**WRITTEN INSTRUCTION**
Rewrite the lines below so that "photo" becomes "image" everywhere, with everything else left as it is. Omit the pictures from your answer.

== GIVEN DATA

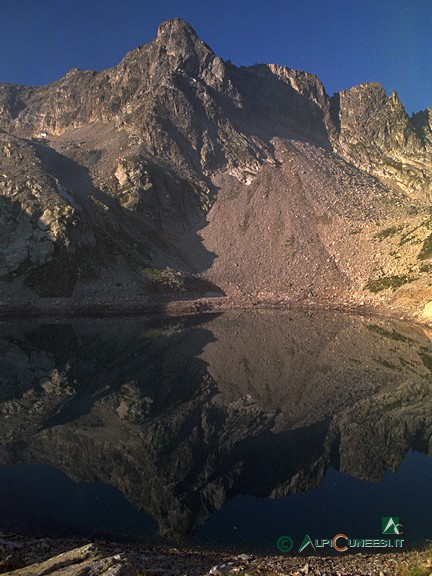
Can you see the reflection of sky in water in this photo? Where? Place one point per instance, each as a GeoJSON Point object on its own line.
{"type": "Point", "coordinates": [339, 504]}
{"type": "Point", "coordinates": [188, 416]}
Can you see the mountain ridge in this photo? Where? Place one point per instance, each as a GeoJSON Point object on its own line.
{"type": "Point", "coordinates": [158, 177]}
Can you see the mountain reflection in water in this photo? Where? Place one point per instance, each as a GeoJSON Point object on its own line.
{"type": "Point", "coordinates": [184, 414]}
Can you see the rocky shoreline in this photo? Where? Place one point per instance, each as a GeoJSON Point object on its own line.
{"type": "Point", "coordinates": [21, 556]}
{"type": "Point", "coordinates": [75, 307]}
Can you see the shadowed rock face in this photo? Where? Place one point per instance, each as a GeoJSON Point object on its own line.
{"type": "Point", "coordinates": [178, 414]}
{"type": "Point", "coordinates": [177, 172]}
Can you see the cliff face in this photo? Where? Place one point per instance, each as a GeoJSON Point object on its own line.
{"type": "Point", "coordinates": [178, 172]}
{"type": "Point", "coordinates": [178, 414]}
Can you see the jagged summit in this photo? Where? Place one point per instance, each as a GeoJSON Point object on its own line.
{"type": "Point", "coordinates": [177, 27]}
{"type": "Point", "coordinates": [176, 171]}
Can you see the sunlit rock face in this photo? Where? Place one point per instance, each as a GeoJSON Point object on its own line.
{"type": "Point", "coordinates": [183, 415]}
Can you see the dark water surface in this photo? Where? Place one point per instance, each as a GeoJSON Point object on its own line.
{"type": "Point", "coordinates": [218, 430]}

====

**SOLUTION TO THIS TASK**
Can you see the reflection of sky in water in this image? Where? Place one point per instance, each as a GeoJSON Point object on its own line.
{"type": "Point", "coordinates": [339, 504]}
{"type": "Point", "coordinates": [188, 416]}
Can you see the mountain ridge in this image? Where? Place one point per instance, each as a GeoJSON Point object on its own line.
{"type": "Point", "coordinates": [158, 177]}
Can you see the mountain reflection in water in this image? Where? Place one point per instance, each as a GeoJSON Point object on its own line.
{"type": "Point", "coordinates": [184, 414]}
Can you see the rocky shoreline in this image? Where? Place one point per instance, each as a GeoJSON Point object on its own line.
{"type": "Point", "coordinates": [21, 556]}
{"type": "Point", "coordinates": [75, 307]}
Can you see the shadowed rock face in this image? Where? Place one point per instance, each as a GeoJSON Point object on its own line.
{"type": "Point", "coordinates": [178, 414]}
{"type": "Point", "coordinates": [177, 172]}
Can you see the cliff face in this image? Where? Place one point per instance, each as a GeoJSON Point object on its own line.
{"type": "Point", "coordinates": [178, 172]}
{"type": "Point", "coordinates": [178, 414]}
Can you see the jagged summit in this image? Where? Place one point per instance, each as a GeoJSON Point object on its own line.
{"type": "Point", "coordinates": [177, 27]}
{"type": "Point", "coordinates": [176, 171]}
Can you see the sunlit rock face in this image? Where? Place one point per instance, each as a GeoJSON Point object on its own line.
{"type": "Point", "coordinates": [183, 415]}
Can you see the dark water surface in this image? Where? Place one point per instance, each as a GeoJSON Point object on its own line.
{"type": "Point", "coordinates": [218, 430]}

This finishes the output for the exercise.